━━━ Supplied records ━━━

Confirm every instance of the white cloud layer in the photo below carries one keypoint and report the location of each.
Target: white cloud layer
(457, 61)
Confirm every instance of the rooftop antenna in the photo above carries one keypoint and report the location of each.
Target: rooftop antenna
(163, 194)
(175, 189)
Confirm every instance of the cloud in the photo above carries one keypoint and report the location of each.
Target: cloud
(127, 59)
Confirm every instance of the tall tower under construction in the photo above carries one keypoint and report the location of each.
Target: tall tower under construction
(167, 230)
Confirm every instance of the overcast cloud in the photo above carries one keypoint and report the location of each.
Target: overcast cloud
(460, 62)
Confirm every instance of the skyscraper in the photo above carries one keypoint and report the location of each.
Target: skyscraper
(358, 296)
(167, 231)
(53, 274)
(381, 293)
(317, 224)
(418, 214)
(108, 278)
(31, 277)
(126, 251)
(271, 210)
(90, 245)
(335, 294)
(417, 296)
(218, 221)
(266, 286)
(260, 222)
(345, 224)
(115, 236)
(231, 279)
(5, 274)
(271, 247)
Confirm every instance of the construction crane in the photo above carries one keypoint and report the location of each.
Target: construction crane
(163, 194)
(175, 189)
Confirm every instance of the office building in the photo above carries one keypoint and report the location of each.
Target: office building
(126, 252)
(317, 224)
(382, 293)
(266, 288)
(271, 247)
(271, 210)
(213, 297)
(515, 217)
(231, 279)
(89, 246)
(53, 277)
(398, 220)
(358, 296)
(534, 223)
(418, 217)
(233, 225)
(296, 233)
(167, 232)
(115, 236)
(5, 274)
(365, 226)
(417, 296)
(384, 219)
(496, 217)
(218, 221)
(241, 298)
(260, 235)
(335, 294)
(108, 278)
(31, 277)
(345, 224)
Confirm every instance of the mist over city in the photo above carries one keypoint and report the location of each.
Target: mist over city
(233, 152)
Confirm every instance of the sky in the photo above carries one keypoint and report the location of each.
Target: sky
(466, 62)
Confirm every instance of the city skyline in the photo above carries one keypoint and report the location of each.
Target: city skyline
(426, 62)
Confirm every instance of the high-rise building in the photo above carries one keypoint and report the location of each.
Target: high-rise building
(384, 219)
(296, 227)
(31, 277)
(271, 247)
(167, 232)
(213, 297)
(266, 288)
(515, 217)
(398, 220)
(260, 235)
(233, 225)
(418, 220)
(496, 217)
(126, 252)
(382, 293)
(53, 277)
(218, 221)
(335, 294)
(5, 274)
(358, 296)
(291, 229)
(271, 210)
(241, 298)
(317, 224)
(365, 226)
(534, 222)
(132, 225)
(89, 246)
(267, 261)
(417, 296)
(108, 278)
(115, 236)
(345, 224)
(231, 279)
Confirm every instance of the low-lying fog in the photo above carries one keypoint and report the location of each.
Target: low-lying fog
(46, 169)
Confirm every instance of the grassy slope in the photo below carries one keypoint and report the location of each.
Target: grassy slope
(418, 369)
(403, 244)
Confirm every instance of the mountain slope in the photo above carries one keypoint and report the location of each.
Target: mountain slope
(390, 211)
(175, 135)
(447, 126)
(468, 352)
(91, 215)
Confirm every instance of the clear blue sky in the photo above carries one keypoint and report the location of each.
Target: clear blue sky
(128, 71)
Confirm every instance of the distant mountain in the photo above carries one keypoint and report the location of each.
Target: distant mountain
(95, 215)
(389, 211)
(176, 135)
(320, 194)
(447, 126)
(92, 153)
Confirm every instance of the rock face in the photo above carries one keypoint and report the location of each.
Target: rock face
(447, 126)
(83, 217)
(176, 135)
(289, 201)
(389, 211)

━━━

### What this task involves:
Transcribe every record above exactly.

### Solution:
Confirm every instance of the white cloud layer in the photo below carries one keypoint and report the location of each.
Target: white cloud layer
(457, 61)
Confirm every instance of the rooftop antenna in the photo above carries one keypoint and report the location of each.
Target: rooftop antenna
(163, 194)
(175, 189)
Confirm every instance of the cloud in the photo above carries one keypoint and report the location of each.
Target: cloud
(127, 59)
Confirm every instance of the tall tower under construction in the photo above carries one keypoint and report the location of each.
Target: tall tower under construction
(167, 230)
Confirm every instance of the overcast cloud in the photo above carries one keypoint and report the location of each.
Target: overcast cloud
(460, 62)
Confirm every instance of the skyscraper in the photo above carries one keypoint and report the location of each.
Target: skyscraper
(358, 296)
(167, 231)
(53, 274)
(381, 293)
(317, 224)
(418, 214)
(108, 278)
(31, 277)
(126, 251)
(271, 210)
(90, 245)
(335, 294)
(417, 296)
(218, 221)
(266, 286)
(260, 222)
(345, 224)
(115, 236)
(231, 279)
(5, 274)
(271, 247)
Confirm every instance of the construction crane in the photo above carries one keypoint and report the location of each.
Target: construction crane
(163, 194)
(175, 189)
Confirm every instance of the office building in the photo above carries one keypoint and report the location of each.
Target: office building
(126, 252)
(317, 224)
(382, 293)
(266, 288)
(271, 247)
(271, 210)
(213, 297)
(515, 217)
(231, 279)
(89, 246)
(53, 277)
(398, 220)
(358, 296)
(534, 223)
(418, 217)
(233, 225)
(296, 233)
(167, 232)
(115, 236)
(5, 274)
(365, 226)
(417, 296)
(384, 219)
(496, 217)
(218, 221)
(241, 298)
(260, 235)
(335, 294)
(108, 278)
(31, 277)
(345, 224)
Confirm every instance of the mist over city in the photo above carries one keypoint and report the location of each.
Target: mist over city
(233, 152)
Confirm every instance of the sky in the photo above carries one keypoint and report the location of each.
Target: sky
(466, 62)
Confirm every instance of the city skyline in the photo above carries one keypoint and report the location of each.
Target: city skyline
(426, 62)
Confirm every instance of the high-rise building in the photo above carries one keypoint and report the location of each.
Target: high-rise building
(384, 219)
(296, 227)
(31, 277)
(271, 247)
(167, 232)
(213, 297)
(266, 288)
(515, 217)
(398, 220)
(260, 235)
(233, 225)
(418, 220)
(496, 217)
(126, 252)
(382, 293)
(53, 277)
(218, 221)
(335, 294)
(5, 274)
(358, 296)
(291, 229)
(271, 210)
(241, 298)
(317, 224)
(365, 226)
(534, 222)
(132, 225)
(89, 246)
(267, 261)
(417, 296)
(108, 278)
(115, 236)
(345, 224)
(231, 279)
Confirm every instance of the low-lying fog in the photo above carries one keypoint and report the location of each.
Target: low-lying fog
(46, 169)
Confirm every instance of the grassy slope in the photo below carries one keypoint and report the location of each.
Target: grassy slope
(418, 369)
(403, 244)
Confirm every instance of the mountain slope in the photo above carries one keypoint and report the location of each.
Target: mountain slope
(390, 211)
(175, 135)
(447, 126)
(468, 352)
(91, 215)
Confirm every instance of the clear blue sky in the photo above carries one keypoint and report the location of each.
Target: clear blue sky
(128, 71)
Confirm every instance of the distant mountain in the photo above carries one keypoint and report the location of each.
Target: distant mountain
(95, 215)
(389, 211)
(176, 135)
(320, 194)
(447, 126)
(92, 153)
Confirm every instance of the rock face in the photo above carries one keypoint and report the location of each.
Target: rock face
(447, 126)
(83, 217)
(176, 135)
(289, 201)
(389, 211)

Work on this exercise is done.